TEKS BACAAN:
Share

Perjalanan Suku Babontehu Sampai Ke Manado

center

Pulau Manado Tua

Babontehu awalnya diketahui sebagai nama pulau yang berhadapan dengan daerah Minahasa, Sulawesi Utara. Nama pulau tersebut di era sekarang ini lebih dikenal dengan nama pulau Manado Tua. Peletakan kata ‘Tua’ pada nama pulau Manado ini karena dulunya daerah Manado berada di pulau ini (Sebelum akhirnya nama Manado berpindah pada tempat yang sekarang).

Nama Babontehu muncul dalam beberapa literatur Belanda di zaman kolonial dahulu. Di beberapa dokumen, namanya disebut sebagai Bobantohe. Selain sebuah nama pulau, nama Babontehu akhirnya dilekatkan pada sebuah etnis atau suku yang akhirnya menempati pulau ini. Suku ini memiliki sebuah kisah perjalanan yang panjang dengan pulau tersebut.

TUGAS WAJIB:
• 1. Menurut teks tentang suku Babontehu, dengan nama apa pulau Babontehu lebih dikenal di era sekarang?
• 2. Tulis kembali teks tentang suku Babontehu, seluruhnya dari "Nama Babontehu muncul" hingga "dengan pulau tersebut.", dan ganti "literatur" dengan "naskah".

BARIS DATA:
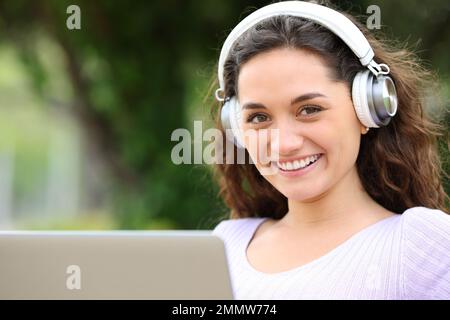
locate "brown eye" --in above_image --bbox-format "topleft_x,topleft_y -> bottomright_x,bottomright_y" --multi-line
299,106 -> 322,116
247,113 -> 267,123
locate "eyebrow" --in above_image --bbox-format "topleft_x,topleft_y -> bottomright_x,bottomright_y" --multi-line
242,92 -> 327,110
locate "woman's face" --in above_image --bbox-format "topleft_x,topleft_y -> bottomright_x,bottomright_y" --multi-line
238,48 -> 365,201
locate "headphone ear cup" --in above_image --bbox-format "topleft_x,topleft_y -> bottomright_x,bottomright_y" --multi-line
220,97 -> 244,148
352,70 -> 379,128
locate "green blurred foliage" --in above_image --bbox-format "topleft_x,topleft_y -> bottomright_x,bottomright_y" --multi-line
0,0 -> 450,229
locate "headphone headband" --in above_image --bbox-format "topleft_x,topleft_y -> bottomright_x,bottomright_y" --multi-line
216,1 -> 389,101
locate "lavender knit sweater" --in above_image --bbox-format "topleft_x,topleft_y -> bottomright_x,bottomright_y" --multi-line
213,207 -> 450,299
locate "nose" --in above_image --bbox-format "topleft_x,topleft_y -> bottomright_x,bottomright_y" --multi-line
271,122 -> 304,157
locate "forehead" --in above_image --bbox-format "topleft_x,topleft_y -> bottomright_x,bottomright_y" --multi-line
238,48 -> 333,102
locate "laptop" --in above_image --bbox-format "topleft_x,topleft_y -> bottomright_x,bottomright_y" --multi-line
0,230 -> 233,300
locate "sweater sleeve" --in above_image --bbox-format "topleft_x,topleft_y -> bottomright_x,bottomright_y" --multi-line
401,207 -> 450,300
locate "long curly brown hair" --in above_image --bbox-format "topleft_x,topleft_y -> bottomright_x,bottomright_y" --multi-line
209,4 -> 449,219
---
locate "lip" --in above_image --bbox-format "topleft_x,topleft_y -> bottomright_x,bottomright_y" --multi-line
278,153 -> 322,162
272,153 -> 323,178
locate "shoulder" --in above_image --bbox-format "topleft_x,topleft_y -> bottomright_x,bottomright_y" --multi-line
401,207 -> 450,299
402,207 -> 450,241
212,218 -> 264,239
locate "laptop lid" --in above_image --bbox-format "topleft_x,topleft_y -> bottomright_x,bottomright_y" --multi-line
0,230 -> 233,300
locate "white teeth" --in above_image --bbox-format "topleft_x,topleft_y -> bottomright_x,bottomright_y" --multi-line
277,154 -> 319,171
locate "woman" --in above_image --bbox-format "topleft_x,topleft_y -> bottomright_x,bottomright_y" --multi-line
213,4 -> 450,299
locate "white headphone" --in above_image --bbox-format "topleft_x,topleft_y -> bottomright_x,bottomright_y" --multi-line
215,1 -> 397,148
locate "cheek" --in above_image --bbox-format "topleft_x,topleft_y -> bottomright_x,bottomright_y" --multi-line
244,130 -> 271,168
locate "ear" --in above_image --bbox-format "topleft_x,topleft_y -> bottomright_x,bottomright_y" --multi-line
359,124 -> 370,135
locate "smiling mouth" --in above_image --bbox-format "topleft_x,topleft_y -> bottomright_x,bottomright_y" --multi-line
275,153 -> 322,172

HASIL PER TUGAS:
• 1. Pulau Manado Tua.

• 2.
Nama Babontehu muncul dalam beberapa naskah Belanda di zaman kolonial dahulu. Di beberapa dokumen, namanya disebut sebagai Bobantohe. Selain sebuah nama pulau, nama Babontehu akhirnya dilekatkan pada sebuah etnis atau suku yang akhirnya menempati pulau ini. Suku ini memiliki sebuah kisah perjalanan yang panjang dengan pulau tersebut.